:: DOCUMENT PASSAGE ::
##############################
How powerful was the Dreamcast?

Seriously, lets settle this now, how powerful was the Dreamcast?

  • Around Voodoo 2

    Votes: 0 0.0%
  • Banshee!

    Votes: 0 0.0%
  • Geforce 2!(come on, seriously, you're saying DC beats kyro 2?)

    Votes: 0 0.0%
  • Geforce 2 Ultra

    Votes: 0 0.0%
  • Geforce 3

    Votes: 0 0.0%
  • GeforceFX 5200 Ultra(trick answer, this one is back at the geforce 2 level!)

    Votes: 0 0.0%

  • Total voters
    43
PC-Engine said:
I don't think dc's cpu was that powerful.....(it did about 350 mips I believe)

SH-4@200MHz = 1.4 GFLOPS peak.

Raw transform ability is 10 million polys/sec.

Raw transform is 10 million polys/sec? Isn't that within 20%(either way) of the ps2's cpu and the gamecube's cpu? I think a 500 mhz athlon could do around 15 million...

BTW, a 600mhz celeron would do 1620 MIPS, and 804 MFLOPS, so could the dreamcast cpu be in some ways more powerful than the xbox's?
 
Guden Oden said:
Except, the Celeron in XB is 733MHz... :)

It was the closest I could find, the xbox's main memory has worse latency than a pc would have had, and the SH-4's specs would still have it with higher MFLOPS.
 
OTOH, the Celly has higher bus bandwidth (is SH4 32 or 64 bit bus?), certainly much higher memory bandwidth, it actually has a L2 cache too (and a fast one I might add), and so on. I'd say that SH4 is overall pretty outclassed on all fronts, which isn't surprising really.

It may well be a very efficient design, but it's not in the same league.
 
Here comes the specs :D

XCPU
Intel Custom
733MHz
32-bit INT
80-bit FP
64-bit MMX
128-bit SSE
32KB L1
128KB L2
1980 MIPS*
2.93 GFLOPS*
1.0 GB/sec Bus

DC CPU
Hitachi SH4
200MHz
32-bit INT
64-bit FP
24KB L1
360 MIPS*
1.4 GFLOPS*
800 MB/sec Bus

*Peaks
 
Guden Oden said:
Actually it's not custom at all. It's a very standard celeron mobile CPU...

Since i don't remember exactly the "differences" between a celeron and the Xcpu, i won't discuss it, but i remember that the Xcpu had a few thing that a Celeron didn't have...
Btw you're talking about a Mobile Celeron , so maybe it has those "differences" and then you are right. :D
 
The differences between a normal Coppermine Celly and the one in the X-Box is that the Coppermine Celly has a 66 MHZ bus rather than a 133 MHZ bus and it has an eight way asocshiated(Sorry for the horrible spelling of that word.) cache rather than a four way one. Apparently the mobile Cellys at the time were made just like that.
 
Raw transform is 10 million polys/sec? Isn't that within 20%(either way) of the ps2's cpu and the gamecube's cpu? I think a 500 mhz athlon could do around 15 million...

Yes according to Hitachi raw transform is 10 million. The EE in PS2 has raw transform of 66 million.
##############################
:: EXERCISE TASKS ::
(1) In the forum thread on the Dreamcast's processing power, how much L1 cache does the spec list give for the Hitachi SH4?
(2) Continue the forum thread on the Dreamcast's processing power from its final post.
##############################
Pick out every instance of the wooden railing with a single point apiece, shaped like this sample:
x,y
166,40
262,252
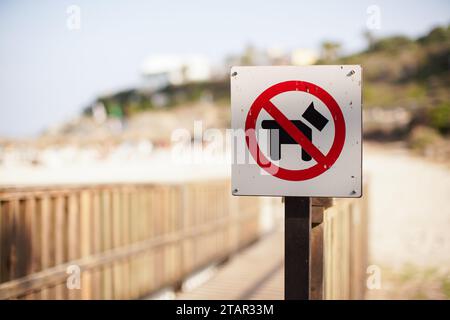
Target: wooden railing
x,y
126,241
339,248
##############################
:: THE RESULTS ::
(1) 24KB

(2)
 
Vysez said:
Here comes the specs :D

XCPU
Intel Custom
733MHz
32-bit INT
80-bit FP
64-bit MMX
128-bit SSE
32KB L1
128KB L2
1980 MIPS*
2.93 GFLOPS*
1.0 GB/sec Bus

DC CPU
Hitachi SH4
200MHz
32-bit INT
64-bit FP
24KB L1
360 MIPS*
1.4 GFLOPS*
800 MB/sec Bus

*Peaks

mind you, sh4's fpu was anything but your regular fp unit - it has SIMD (4-way over single-precision) and matrix ops. for comparison, amd's 3dn (not 3dn+) is plain 2-way (single-prec) w/o any matrix ops (though i personally like the sucker)

ed: to sum it up, sh4's fpu is capable of: 64bit (double-prec), single-prec SIMD (4x) and single-prec matrix (4x4) ops
 
I don't recall the SH-4 having native double precision. Are you sure about that?
 
Simon F said:
I don't recall the SH-4 having native double precision. Are you sure about that?

according to this sh4 progman i've got here:
Code:
6.3.2 Floating-Point Unit Status/Control Register (FPSCR)

Floating-Point Unit Status/Control Register, FPSCR (32-bit, initial value = undefined)
31    22 21 20 19 18 17 12 11   7 6  2 10
Reserved FR SZ PR DN Cause Enable Flag RM

-  FR: Floating-Point Register Bank
FR = 0: FPR0_BANK0?FPR15_BANK0 are assigned to FR0?FR15; FPR0_BANK1?
FPR15_BANK1 are assigned to XF0?XF15.
FR = 1: FPR0_BANK0?FPR15_BANK0 are assigned to XF0?XF15; FPR0_BANK1?
FPR15_BANK1 are assigned to FR0?FR15.
-  SZ: Transfer Size Mode
SZ = 0: An FMOV instruction comprises a single-precision floating-point FMOV.
SZ = 1: An FMOV instruction comprises pair single-precision floating-point FMOVs (64
bits).
-  PR: Precision Mode
PR = 0: Floating-point instructions are executed as single-precision operations.
PR = 1: Floating-point instructions are executed as double-precision operations (the operation of graphics-related instructions is undefined).
Do not set both SZ and PR to 1. This setting is reserved.
[SZ, PR] = 11: Reserved (FPU instruction operation is undefined.)
-  DN: Denormalization Mode
DN = 0: A denormalized number is treated as a denormalized number.
DN = 1: A denormalized number is treated as zero.
- RM: Rounding Mode
RM = 00: Round to Nearest
RM = 01: Round to Zero
RM = 10: Reserved
RM = 11: Reserved
Notes:
1. The SZ and PR bits and cause, enable, and flag fields for exceptions O/U/I have been added.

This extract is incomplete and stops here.